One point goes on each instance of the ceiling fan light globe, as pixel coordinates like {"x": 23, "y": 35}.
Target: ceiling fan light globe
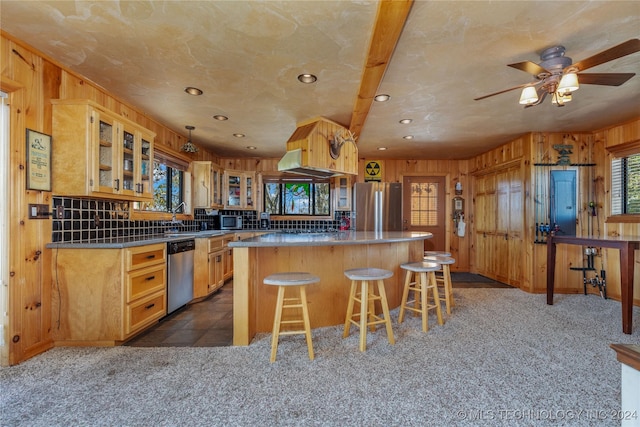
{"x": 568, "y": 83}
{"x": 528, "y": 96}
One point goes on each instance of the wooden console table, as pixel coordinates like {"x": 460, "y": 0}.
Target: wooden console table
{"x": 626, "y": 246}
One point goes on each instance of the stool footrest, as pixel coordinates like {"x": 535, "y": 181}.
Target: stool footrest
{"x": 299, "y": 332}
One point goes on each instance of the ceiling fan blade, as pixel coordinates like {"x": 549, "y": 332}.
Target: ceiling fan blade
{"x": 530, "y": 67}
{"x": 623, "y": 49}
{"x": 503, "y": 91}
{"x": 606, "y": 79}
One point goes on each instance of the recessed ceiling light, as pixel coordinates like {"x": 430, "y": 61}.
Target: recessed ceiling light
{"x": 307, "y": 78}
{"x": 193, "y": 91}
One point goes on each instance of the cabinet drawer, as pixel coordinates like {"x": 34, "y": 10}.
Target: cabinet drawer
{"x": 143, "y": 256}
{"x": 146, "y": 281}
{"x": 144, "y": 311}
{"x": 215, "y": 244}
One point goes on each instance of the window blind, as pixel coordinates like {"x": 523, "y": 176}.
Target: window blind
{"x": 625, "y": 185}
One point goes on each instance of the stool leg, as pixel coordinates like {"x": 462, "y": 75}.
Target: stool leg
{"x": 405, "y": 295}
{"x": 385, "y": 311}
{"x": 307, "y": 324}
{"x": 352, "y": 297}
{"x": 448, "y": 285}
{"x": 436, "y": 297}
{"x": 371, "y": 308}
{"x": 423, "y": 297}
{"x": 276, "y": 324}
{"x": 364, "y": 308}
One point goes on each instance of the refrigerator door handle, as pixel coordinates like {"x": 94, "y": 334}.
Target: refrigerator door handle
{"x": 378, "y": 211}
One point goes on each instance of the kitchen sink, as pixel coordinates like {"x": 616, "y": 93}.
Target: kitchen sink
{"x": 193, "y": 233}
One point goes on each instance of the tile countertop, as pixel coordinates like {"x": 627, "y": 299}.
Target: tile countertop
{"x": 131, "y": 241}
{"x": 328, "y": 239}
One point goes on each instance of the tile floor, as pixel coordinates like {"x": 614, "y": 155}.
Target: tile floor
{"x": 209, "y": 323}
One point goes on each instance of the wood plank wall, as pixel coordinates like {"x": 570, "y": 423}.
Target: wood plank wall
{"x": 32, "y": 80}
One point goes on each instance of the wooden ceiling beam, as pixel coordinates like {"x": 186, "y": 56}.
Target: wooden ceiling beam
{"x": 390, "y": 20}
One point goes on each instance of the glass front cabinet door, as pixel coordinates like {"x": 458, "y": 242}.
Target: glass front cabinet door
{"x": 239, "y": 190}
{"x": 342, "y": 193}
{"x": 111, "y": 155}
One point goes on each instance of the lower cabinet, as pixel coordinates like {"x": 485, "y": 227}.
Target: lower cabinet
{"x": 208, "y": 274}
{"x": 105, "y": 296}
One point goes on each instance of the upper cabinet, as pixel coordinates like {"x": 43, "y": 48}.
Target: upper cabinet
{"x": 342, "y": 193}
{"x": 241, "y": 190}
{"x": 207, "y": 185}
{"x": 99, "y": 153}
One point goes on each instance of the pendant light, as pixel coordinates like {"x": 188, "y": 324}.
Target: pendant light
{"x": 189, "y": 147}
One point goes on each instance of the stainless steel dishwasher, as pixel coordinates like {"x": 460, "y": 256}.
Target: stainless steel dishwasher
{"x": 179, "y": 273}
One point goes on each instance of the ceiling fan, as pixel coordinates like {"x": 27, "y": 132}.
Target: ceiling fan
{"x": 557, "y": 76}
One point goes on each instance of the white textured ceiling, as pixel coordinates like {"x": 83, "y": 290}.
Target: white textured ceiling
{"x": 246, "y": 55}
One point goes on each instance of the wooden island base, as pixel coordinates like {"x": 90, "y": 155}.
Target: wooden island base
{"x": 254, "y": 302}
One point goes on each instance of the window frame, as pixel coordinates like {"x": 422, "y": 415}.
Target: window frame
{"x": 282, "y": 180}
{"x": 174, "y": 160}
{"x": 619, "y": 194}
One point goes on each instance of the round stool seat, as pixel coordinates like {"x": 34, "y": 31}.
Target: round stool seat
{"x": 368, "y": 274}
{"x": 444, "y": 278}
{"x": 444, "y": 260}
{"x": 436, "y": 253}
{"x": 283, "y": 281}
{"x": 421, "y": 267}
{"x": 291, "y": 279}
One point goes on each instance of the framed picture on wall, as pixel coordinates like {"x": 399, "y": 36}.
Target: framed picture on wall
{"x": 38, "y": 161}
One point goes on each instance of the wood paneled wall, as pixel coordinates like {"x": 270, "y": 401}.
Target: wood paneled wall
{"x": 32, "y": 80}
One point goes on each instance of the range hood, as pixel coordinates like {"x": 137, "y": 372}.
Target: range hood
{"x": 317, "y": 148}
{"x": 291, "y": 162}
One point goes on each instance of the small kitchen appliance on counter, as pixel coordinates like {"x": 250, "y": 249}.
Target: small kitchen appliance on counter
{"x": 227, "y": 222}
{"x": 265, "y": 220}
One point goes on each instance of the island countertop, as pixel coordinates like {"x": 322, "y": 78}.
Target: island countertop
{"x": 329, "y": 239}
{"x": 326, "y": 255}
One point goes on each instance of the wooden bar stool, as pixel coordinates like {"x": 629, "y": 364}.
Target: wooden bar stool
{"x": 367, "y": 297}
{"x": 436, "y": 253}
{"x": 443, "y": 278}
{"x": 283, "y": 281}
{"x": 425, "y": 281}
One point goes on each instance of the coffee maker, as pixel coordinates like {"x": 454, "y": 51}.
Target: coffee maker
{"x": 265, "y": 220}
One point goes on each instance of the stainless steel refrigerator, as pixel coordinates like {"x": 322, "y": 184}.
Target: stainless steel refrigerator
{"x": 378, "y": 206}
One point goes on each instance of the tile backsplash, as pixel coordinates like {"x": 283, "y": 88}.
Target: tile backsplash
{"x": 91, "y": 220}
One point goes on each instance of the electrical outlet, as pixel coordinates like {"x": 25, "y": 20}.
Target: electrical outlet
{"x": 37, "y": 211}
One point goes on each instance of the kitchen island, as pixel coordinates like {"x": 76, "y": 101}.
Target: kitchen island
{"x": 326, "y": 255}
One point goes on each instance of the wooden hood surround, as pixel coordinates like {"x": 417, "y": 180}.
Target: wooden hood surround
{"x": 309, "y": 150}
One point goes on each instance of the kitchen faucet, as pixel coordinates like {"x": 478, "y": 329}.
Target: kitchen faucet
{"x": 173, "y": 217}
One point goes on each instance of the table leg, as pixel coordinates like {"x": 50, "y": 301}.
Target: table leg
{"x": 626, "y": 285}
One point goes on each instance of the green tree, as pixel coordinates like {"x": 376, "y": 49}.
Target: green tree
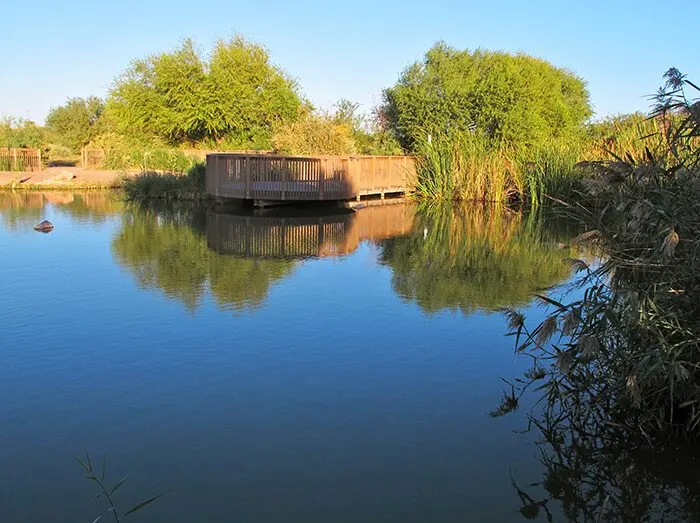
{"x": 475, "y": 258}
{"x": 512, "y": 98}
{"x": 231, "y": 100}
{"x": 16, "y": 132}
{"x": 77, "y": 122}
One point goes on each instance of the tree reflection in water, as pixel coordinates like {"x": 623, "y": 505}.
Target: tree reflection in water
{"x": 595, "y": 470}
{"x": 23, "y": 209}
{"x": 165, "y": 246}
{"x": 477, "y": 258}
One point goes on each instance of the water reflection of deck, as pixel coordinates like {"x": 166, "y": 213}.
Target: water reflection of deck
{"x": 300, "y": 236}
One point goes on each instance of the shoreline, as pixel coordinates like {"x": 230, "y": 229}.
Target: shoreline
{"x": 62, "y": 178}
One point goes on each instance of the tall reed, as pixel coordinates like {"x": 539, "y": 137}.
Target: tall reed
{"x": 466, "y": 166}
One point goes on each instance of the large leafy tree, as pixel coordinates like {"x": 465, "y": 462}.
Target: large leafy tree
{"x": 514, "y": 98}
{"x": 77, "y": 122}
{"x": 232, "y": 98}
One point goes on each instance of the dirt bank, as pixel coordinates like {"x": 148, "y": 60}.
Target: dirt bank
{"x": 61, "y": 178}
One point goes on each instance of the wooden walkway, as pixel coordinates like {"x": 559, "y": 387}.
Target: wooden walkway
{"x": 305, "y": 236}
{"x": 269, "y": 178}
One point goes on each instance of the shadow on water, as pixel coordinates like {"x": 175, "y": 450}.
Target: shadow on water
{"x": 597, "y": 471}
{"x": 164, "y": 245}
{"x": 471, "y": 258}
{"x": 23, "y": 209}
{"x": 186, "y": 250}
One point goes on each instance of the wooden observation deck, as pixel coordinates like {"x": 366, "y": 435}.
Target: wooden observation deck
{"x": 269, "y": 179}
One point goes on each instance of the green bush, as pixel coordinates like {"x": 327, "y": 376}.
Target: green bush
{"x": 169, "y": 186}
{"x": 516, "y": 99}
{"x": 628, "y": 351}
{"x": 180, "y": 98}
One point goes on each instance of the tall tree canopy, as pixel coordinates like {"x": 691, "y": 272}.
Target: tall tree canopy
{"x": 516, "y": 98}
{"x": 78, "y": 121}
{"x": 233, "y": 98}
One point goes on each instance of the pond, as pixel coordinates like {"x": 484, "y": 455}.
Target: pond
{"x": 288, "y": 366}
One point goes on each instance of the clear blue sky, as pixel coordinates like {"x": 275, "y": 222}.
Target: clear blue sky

_____

Work required:
Reproduce every line from the one containing "One point goes on each instance of the pond, as" through the end of the entries, requests included. Multiply each pixel coordinate in the answers by 0.3 and round it to a whole number, with halves going up, but leave the sample coordinates in the requests as they are.

Right answer:
One point goes on each instance of the pond, as pixel coordinates like {"x": 484, "y": 455}.
Target: pond
{"x": 86, "y": 110}
One point goes on each instance of the clear blue sky, as pixel coordinates like {"x": 275, "y": 222}.
Target: clear blue sky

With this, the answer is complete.